------ Extracted information

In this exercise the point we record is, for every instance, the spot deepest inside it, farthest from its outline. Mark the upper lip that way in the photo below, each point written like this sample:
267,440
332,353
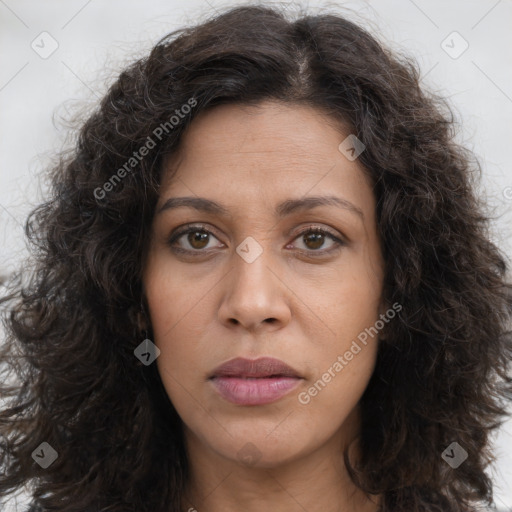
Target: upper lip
262,367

------------

Stated exercise => Write out all of the lines above again, requests included, adding 135 to every number in the answer coordinates and leaving the pictures out.

Solution to this task =>
In this exercise the point we record is, for every instance, the spot deepest inside it, farthest from its outline. Mark the upper lip that way in the photo below, each point written like this sample:
267,440
332,353
Target: upper lip
397,502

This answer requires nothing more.